EXERCISE TASK
Identify every line below that contains the string "Pick" and copy each of those lines in full. Case counts.

RECORDS SHOWN
● ● ●

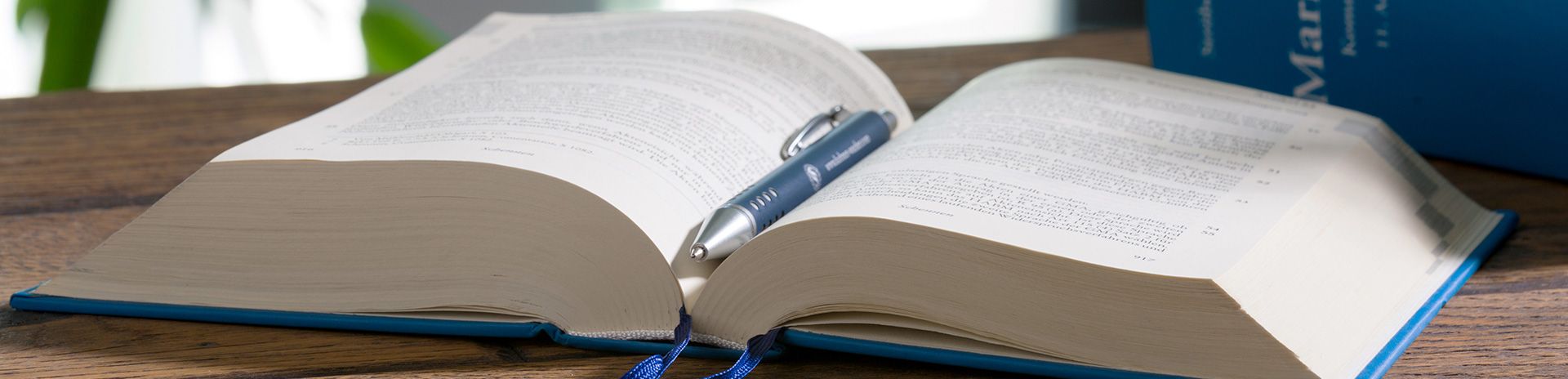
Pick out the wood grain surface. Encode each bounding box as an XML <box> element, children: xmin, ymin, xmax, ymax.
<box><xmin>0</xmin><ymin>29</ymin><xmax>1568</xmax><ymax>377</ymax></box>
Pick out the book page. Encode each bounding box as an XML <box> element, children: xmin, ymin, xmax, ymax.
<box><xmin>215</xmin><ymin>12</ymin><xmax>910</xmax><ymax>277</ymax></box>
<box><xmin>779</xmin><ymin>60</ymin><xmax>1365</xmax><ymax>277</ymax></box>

● ● ●

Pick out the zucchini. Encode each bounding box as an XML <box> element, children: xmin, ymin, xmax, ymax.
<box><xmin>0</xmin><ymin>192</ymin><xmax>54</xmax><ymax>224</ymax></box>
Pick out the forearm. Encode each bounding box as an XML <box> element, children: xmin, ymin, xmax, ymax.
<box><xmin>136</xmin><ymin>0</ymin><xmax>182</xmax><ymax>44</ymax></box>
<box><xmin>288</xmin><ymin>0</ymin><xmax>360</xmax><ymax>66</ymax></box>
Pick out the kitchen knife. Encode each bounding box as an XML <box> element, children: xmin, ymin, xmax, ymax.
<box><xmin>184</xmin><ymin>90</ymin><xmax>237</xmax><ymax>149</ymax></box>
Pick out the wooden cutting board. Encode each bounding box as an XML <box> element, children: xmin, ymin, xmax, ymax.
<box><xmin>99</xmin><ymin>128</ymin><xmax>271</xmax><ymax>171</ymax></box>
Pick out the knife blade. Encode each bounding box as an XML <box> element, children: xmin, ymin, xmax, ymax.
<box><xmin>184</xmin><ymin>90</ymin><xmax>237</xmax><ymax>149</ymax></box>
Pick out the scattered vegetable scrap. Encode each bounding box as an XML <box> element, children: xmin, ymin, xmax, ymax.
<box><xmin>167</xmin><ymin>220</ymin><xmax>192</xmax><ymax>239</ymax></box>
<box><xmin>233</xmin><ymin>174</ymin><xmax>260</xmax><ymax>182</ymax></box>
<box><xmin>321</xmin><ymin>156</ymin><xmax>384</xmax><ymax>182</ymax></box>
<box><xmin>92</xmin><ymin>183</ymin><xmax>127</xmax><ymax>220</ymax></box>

● ● ●

THE ANSWER
Pick out the wood grain surface. Encode each bounding box as an XML <box> element, children: xmin, ymin, xmax, ymax.
Pick out the book page. Encode each bounding box as an XML <box> element, children: xmin, ymin, xmax, ymax.
Pick out the zucchini. Encode each bounding box as an XML <box> element, children: xmin, ymin, xmax, ymax.
Pick out the forearm. Encode each bounding box as an XML <box> element, children: xmin, ymin, xmax, ymax.
Pick out the kitchen knife. Encode each bounding box as an XML <box> element, children: xmin, ymin, xmax, ymax.
Pick out the wooden cutting board. Encode each bounding box as an XML <box> element, children: xmin, ymin, xmax, ymax.
Pick out the knife blade. Encode each bounding box as an XML <box> element, children: xmin, ymin, xmax, ymax.
Pick out the scattered vegetable scrap. Encode each bounding box as an XML <box> element, children: xmin, ymin, xmax, ymax.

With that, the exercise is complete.